● Data entries
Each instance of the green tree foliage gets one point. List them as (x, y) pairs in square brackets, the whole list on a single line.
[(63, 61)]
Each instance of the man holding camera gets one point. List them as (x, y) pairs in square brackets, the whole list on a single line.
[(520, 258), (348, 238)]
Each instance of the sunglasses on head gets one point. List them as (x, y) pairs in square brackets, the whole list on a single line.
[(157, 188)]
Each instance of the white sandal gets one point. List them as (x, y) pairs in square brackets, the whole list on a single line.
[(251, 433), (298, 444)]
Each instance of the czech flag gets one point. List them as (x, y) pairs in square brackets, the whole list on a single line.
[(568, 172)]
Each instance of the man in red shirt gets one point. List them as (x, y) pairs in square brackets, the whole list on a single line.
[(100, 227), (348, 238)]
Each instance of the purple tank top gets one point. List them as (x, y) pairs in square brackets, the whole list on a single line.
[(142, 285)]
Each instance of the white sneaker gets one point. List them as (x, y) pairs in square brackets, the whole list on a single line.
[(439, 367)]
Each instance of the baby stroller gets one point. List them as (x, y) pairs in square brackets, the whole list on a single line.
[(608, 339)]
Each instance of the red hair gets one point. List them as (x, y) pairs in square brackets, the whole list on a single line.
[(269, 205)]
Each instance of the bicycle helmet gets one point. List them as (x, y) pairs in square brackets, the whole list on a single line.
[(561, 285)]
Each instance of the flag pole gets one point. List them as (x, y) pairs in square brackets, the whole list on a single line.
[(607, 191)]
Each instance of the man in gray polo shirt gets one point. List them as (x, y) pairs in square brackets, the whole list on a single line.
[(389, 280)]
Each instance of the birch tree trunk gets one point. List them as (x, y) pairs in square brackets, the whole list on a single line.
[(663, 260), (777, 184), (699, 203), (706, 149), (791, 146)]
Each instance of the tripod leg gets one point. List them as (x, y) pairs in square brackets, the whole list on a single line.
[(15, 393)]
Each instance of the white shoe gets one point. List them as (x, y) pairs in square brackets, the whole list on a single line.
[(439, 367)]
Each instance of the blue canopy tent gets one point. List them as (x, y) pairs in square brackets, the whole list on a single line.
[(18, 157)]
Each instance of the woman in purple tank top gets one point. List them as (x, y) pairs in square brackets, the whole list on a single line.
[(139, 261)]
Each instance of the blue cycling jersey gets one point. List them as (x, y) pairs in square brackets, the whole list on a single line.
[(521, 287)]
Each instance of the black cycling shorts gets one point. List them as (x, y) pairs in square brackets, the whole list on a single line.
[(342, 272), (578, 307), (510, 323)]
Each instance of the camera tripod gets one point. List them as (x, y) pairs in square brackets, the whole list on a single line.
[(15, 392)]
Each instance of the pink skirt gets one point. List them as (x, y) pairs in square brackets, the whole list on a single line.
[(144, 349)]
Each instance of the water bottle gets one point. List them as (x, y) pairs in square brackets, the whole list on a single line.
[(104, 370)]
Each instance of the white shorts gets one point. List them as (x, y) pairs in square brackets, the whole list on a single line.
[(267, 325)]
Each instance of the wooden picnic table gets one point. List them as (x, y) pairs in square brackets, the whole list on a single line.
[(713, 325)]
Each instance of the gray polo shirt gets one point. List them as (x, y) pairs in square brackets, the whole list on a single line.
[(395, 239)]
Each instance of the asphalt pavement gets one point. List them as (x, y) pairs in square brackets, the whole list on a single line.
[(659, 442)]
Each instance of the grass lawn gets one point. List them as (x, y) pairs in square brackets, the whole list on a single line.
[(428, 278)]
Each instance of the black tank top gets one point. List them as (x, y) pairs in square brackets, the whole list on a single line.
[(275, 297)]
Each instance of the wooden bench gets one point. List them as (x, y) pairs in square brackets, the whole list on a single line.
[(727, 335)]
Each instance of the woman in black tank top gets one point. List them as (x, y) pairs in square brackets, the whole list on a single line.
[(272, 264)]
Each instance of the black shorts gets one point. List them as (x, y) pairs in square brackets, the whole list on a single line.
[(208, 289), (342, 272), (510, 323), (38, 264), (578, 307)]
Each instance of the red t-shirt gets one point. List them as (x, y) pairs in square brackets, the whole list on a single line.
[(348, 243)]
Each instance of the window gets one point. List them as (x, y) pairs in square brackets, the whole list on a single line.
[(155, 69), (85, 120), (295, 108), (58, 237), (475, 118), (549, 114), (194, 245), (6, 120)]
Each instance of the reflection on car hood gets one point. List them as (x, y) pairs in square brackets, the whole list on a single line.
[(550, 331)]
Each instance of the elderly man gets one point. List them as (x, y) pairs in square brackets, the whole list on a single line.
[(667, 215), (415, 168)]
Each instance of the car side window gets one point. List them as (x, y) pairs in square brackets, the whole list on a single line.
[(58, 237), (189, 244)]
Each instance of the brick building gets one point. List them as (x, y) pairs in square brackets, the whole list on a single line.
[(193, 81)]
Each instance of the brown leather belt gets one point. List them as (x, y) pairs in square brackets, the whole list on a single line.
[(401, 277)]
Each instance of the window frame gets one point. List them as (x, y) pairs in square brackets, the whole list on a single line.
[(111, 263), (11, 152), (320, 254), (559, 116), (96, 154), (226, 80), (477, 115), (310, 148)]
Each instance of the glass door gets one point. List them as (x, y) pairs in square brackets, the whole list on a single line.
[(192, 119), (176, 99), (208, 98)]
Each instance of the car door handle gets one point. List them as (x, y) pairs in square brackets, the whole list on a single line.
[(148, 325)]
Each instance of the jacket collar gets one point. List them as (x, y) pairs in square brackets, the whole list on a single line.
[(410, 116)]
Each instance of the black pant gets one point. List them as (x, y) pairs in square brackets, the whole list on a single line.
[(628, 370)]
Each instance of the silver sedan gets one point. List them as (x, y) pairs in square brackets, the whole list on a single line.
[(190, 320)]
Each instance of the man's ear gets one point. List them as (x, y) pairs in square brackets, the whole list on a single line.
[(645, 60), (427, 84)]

● What to do
Render every entry above as a two-column CSV with the header row instruction,response. Each entry gets one row, with its text in the first field and its answer in the second. Wrap each field in double quotes and replace any line breaks with spaces.

● Worked answer
instruction,response
"Each instance of the green tree foliage gets one point. List them as (x, y) pairs in square brackets, the whole list on a single line.","[(63, 61)]"
"Each instance of the man holding camera gets one point. List them as (x, y) pairs in square brackets, the whole list on a single line.","[(520, 258), (348, 238)]"
"Each instance of the sunglasses on head gets one point. List them as (x, y) pairs in square brackets, the whole list on a single line.","[(157, 188)]"
"Each instance of the white sandal gets one point. List them as (x, y) pairs in square brackets, the whole list on a single line.","[(251, 433), (298, 444)]"
"Each instance of the czech flag gets one point. List them as (x, y) pairs in square brackets, the whole list on a single line.","[(568, 172)]"
"Each instance of the man in red shirt gets one point. List them as (x, y) pairs in square brackets, the whole list on a single line.","[(100, 227), (348, 238)]"
"Each instance of the purple tank top gets one point. List them as (x, y) pairs in square brackets, the whole list on a single line.","[(142, 285)]"
"Each instance of the white sneaker gets one point. List them as (x, y) pairs in square brackets, the whole list on a single line.","[(439, 367)]"
"Each instance of the baby stroller gets one point. List them as (x, y) pairs in square brackets, the whole list on a single line.","[(608, 339)]"
"Each instance of the red hair gets one point. List them as (x, y) pairs in square brackets, the whole list on a single line.","[(269, 205)]"
"Each instance of the bicycle helmet gets one point. List them as (x, y) pairs in square brackets, the whole list on a single line.","[(561, 285)]"
"Each instance of the flag pole gets one point. List them as (x, y) pairs in square brackets, the whole list on a single line.","[(607, 191)]"
"Each instance of the man in gray polo shirt gets one point. List them as (x, y) pairs in square brackets, the whole list on a single line.","[(389, 280)]"
"Each instance of the birch tree trunk gets one point. List them as (x, y) pairs in square brackets, the whole list on a single line.","[(663, 260), (777, 184), (699, 203), (706, 149), (791, 146)]"
"Each instance of the tripod leg gets one point. List them as (x, y) pairs in square brackets, the whole list on a single line.","[(15, 393)]"
"Each instance of the white shoe gets one point. List them as (x, y) pairs in square brackets, the whole list on a single line.","[(439, 367)]"
"Each instance of the blue canopy tent gets one point. List them as (x, y) pairs in square brackets, the whole list on a single line.","[(18, 157)]"
"Each instance of the woman in purple tank top gets one point. List them as (x, y) pairs in square brackets, the whole list on a single line.","[(139, 261)]"
"Each instance of the blue cycling jersey gets one point. List them as (x, y) pairs in square brackets, the whole list on a single line.","[(521, 287)]"
"Each instance of the black cycling shorts gets one point. List them as (x, y) pairs in square brackets, the whole list on a single line.","[(342, 272), (578, 307), (510, 323)]"
"Each instance of the camera tripod gets one point. List them as (x, y) pairs in square brackets, the whole list on a single line.","[(15, 392)]"
"Each instance of the pink skirt gets one point. List them as (x, y) pairs in square brackets, the whole list on a single line.","[(144, 349)]"
"Each instance of the water bottle gets one point. List them as (x, y) pairs in square brackets, the whole list on a single line.","[(104, 370)]"
"Each instance of the white shorts gets one point. List them as (x, y) pairs in square brackets, the whole list on a single line.","[(267, 325)]"
"Each instance of the wooden picnic table gets one point. List them as (x, y) pairs in square brackets, the whole list on a single line.","[(713, 325)]"
"Each instance of the gray polo shirt gets one point. List them as (x, y) pairs in square brackets, the whole list on a single line.","[(395, 239)]"
"Each instance of the asphalt pavement gets one point. List them as (x, y) pairs in square brackets, the whole list on a single line.","[(659, 442)]"
"Each instance of the grass lawn gets one point. List them as (x, y) pairs in square brackets, the whole list on a single line.","[(428, 278)]"
"Each instance of the black tank top gets one point. List them as (x, y) pairs in square brackets, the whole list on a single line.","[(275, 297)]"
"Each instance of the wooden bench gets one point. List them as (x, y) pairs in square brackets, the whole list on a single line.","[(727, 335)]"
"Each instance of the woman in black tank top gets one point. List them as (x, y) pairs in square brackets, the whole list on a single line.","[(272, 264)]"
"Each instance of the black shorts gets one point. List them as (x, y) pairs in square brackets, the whole list on a single line.","[(208, 289), (342, 272), (510, 323), (38, 264), (578, 307)]"
"Each instance of the red t-shirt gets one point. List them as (x, y) pairs in square brackets, the whole list on a single line.","[(348, 243)]"
"Each instance of the window gets one point. List them as (x, y) pairs in square brackets, the whole list on a single line.","[(155, 69), (85, 120), (295, 108), (58, 237), (475, 118), (549, 114), (194, 245), (6, 120)]"
"Each instance of the reflection on car hood gets one point. List them as (x, y) pairs in square brackets, the whole list on a single line.","[(550, 331)]"
"Each instance of the elderly man gets one point. List them as (x, y) pairs in square brackets, the whole list on a single line.","[(667, 215), (415, 168)]"
"Each instance of the car side window gets one point. List them as (x, y) pairs in square brackets, the whole list on a single line.","[(58, 237), (189, 244)]"
"Each instance of the brick building gets one point. List them as (x, y) pairs in square brackets, the whole list on a single line.","[(193, 81)]"
"Each instance of the brown leather belt gets one point. List them as (x, y) pairs in square brackets, the whole list on a single line.","[(401, 277)]"
"Each instance of the window frame gets one point. List them as (x, y) pairs in square brackets, the whole list on a single line.","[(111, 263), (11, 152), (320, 254), (559, 116), (96, 154), (226, 80), (477, 115), (310, 148)]"
"Each instance of the glass door gets one point. List them as (x, y) pairs in square brackets, the whole list on a single line.","[(192, 119), (176, 99), (208, 98)]"
"Each instance of the car door handle gets one point. List them as (x, y) pairs in square brackets, the whole list on a single line.","[(148, 325)]"
"Each instance of the jacket collar gets one point. List them as (x, y) pairs in square brackets, the whole list on a single line.","[(410, 116)]"
"Each instance of the black pant gets one point. List them as (x, y) pairs in square brackets, the whole list on a single line.","[(628, 370)]"
"Each instance of the silver sedan gets one point. List them as (x, y) pairs in square brackets, the whole list on a single line.","[(190, 320)]"
"Each instance of the man's ear gets one point. List them as (x, y) pairs in square brackets, the whole list on a single line.","[(645, 60), (427, 84)]"